Life isn't fair. I've heard that statement time and time again, and there have been many instances in my life where its truth has angered me. I don't expect fairness from life, but there are times where the magnitude of the unfairness has seemed a bit overwhelming. Even so, while I very much believe in a purpose for all things, I don't have to understand why circumstances are unfair. Yes, I have a love for justice, fairness, and balance. I always have. I like all to be treated equally–and with compassion. Unfortunately, though, good people get hurt. Those who try the hardest or want something the most don't always get it. Things break. People break. Things end. Often, these circumstances happen without explanation, making the pendulum swing even farther to the unfair side of things. Nonetheless, when these things happen, I no longer have an interest in figuring out why life is unfair–or why certain people insist on operating in an unfair manner.
Why is life unfair? We really don't know, and we may never know...
3) The arrogance.
My biggest pet peeve in life has always been arrogance. I cannot wrap my mind around how someone can legitimately presume themselves better, more deserving of human decency, or somehow higher than another. It is my firm belief that we are all human, and we all deserve the same basic rights and kindness. Still, I encounter arrogance and hatred often. While I'm still frequently shocked by it all–though I should probably be used to it–I am forgoing my need to try to understand it. I don't get it. I never will. By the same token, some will continue to presume themselves above others and hurt others in the process. It is not my job to understand their point of view or how they can hate someone they don't know or understand, and I will no longer try to do so.
Just because we may not be able to understand the arrogance or hurtful nature of others, we can offer the world an extra dose of compassion in exchange.
4) The approval process.
While many of us are strong enough in our self-identity to not have the desperate need for the approval of others, I think we've all hit a point or two where we want to hear some sort of affirmation. I try to stray from this, but it sneaks up on me sometimes–as I'm sure it does most of us. While I will always give myself the chastising "don't seek their approval" chat if I ever find myself looking for it, I don't need to understand why we so often do not have the approval of others. The fact of the matter is that the approval of others is not what makes life fun. It does not make life more complete or even more enjoyable. I do not need to understand why others have certain criteria that they think I should meet, or why they think I should be something other than what I am, and I do not need to see what it would take to gain their approval. At the end of the day, aside from my boss, I don't need to have pleased anyone or met anyone's approval. As for my life decisions and my choices that make me happy, I simply need to make sure that I'm not hurting others in the process of being happy and make sure that I'm taking care of my needs. I do not desire to understand the approval process of others when it is my happiness on the line.

Data lines:
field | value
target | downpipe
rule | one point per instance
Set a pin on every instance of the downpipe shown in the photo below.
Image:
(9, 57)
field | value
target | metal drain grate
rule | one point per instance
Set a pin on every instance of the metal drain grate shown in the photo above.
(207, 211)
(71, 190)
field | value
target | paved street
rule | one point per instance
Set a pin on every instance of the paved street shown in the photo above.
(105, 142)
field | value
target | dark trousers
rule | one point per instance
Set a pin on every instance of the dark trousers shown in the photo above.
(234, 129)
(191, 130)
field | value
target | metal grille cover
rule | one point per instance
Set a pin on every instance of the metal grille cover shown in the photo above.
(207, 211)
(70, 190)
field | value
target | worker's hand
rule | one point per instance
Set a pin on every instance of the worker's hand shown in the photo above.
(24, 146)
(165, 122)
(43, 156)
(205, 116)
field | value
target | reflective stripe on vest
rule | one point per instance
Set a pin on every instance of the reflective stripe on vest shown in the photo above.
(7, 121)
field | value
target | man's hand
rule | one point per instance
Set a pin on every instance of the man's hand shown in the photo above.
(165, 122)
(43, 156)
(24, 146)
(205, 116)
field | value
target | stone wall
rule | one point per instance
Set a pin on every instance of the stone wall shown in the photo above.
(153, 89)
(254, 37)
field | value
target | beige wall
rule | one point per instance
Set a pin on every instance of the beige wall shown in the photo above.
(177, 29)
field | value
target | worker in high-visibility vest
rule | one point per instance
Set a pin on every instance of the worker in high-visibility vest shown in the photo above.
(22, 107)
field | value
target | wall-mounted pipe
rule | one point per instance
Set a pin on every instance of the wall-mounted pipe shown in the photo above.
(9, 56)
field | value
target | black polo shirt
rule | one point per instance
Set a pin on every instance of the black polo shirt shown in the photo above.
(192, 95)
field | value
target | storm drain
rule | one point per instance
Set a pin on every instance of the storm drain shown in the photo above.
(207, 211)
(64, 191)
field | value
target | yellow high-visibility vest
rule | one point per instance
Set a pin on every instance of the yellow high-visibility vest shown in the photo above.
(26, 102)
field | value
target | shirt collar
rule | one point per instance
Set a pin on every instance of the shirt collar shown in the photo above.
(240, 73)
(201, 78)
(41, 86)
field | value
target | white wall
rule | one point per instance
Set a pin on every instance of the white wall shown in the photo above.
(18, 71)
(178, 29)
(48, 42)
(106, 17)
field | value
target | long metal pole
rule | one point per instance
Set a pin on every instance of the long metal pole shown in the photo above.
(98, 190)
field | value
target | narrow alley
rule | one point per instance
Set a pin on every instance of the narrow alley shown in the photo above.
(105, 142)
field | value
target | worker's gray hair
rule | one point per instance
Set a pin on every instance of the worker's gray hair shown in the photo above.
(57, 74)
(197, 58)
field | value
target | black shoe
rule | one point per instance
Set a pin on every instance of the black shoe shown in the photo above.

To-do list:
A) In the passage on life's unfairness, begin at the words "Why is life" and stop after "try to do so.". Rewrite that stretch, switching "arrogance" for "pride".
B) Which lines of the rows contain the string "alley"? Report each one in full, treating case as significant.
The passage on life's unfairness and the rows have no connection to each other.

Responses by task:
A)
Why is life unfair? We really don't know, and we may never know...
3) The pride.
My biggest pet peeve in life has always been pride. I cannot wrap my mind around how someone can legitimately presume themselves better, more deserving of human decency, or somehow higher than another. It is my firm belief that we are all human, and we all deserve the same basic rights and kindness. Still, I encounter pride and hatred often. While I'm still frequently shocked by it all–though I should probably be used to it–I am forgoing my need to try to understand it. I don't get it. I never will. By the same token, some will continue to presume themselves above others and hurt others in the process. It is not my job to understand their point of view or how they can hate someone they don't know or understand, and I will no longer try to do so.

B)
target | narrow alley
Set a pin on every instance of the narrow alley shown in the photo above.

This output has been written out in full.